Exercise instructions:
Format every line of text in the entries below as a JSON list of strings, one string per line, with blank lines omitted. Leave the pictures out of the list.

Records supplied:
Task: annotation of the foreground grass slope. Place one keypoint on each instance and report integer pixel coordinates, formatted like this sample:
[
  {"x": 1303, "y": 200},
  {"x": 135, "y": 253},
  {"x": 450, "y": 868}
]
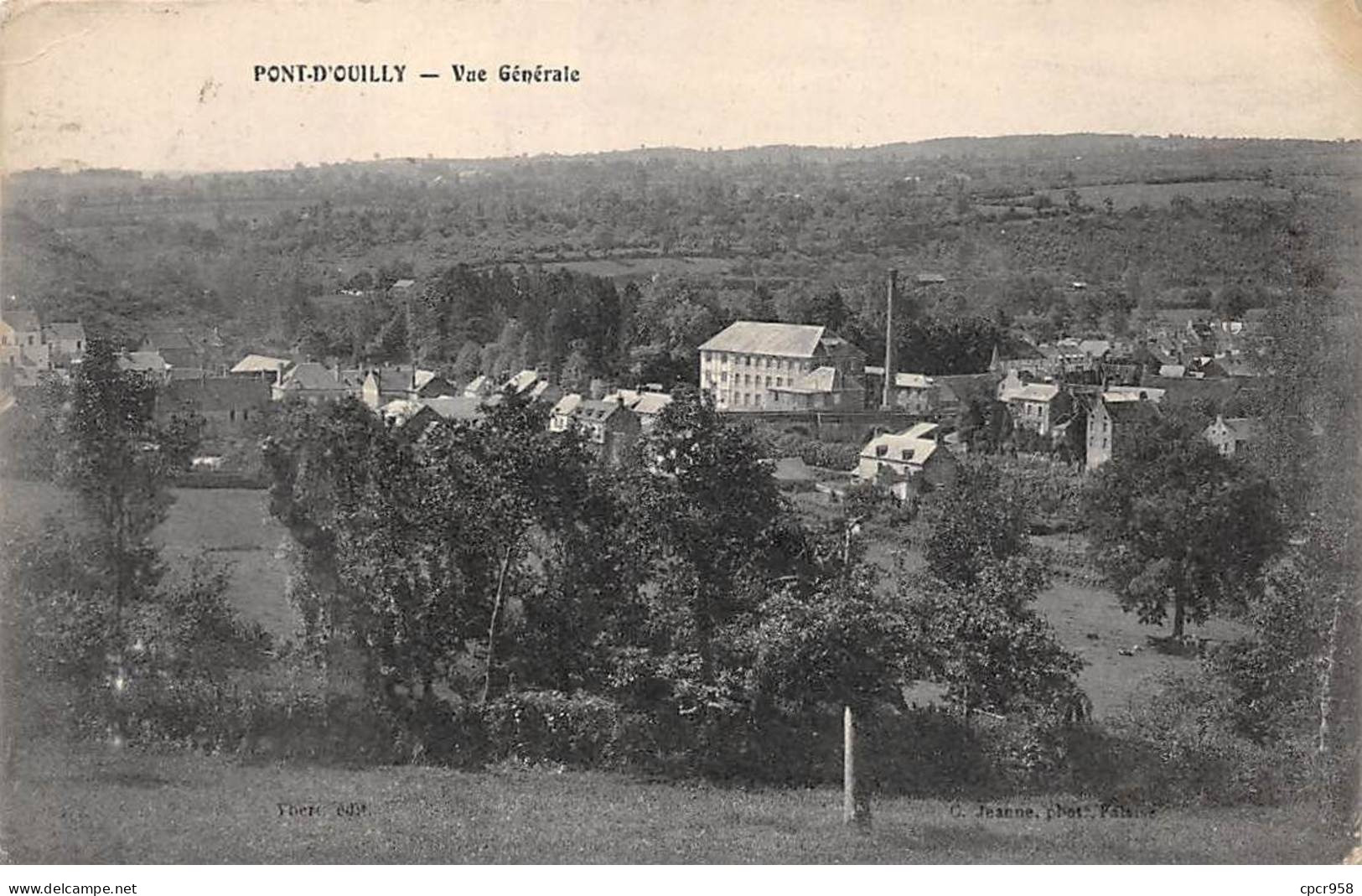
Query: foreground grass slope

Output of the exercise:
[
  "Task: annotation of the foreground grass slope. Place one keypoint on each instance and report integer pixel coordinates, formatted like this sample:",
  "[",
  "  {\"x\": 1303, \"y\": 200},",
  "  {\"x\": 135, \"y\": 253},",
  "  {\"x\": 450, \"y\": 868}",
  "]",
  "Query: foreground grass slope"
]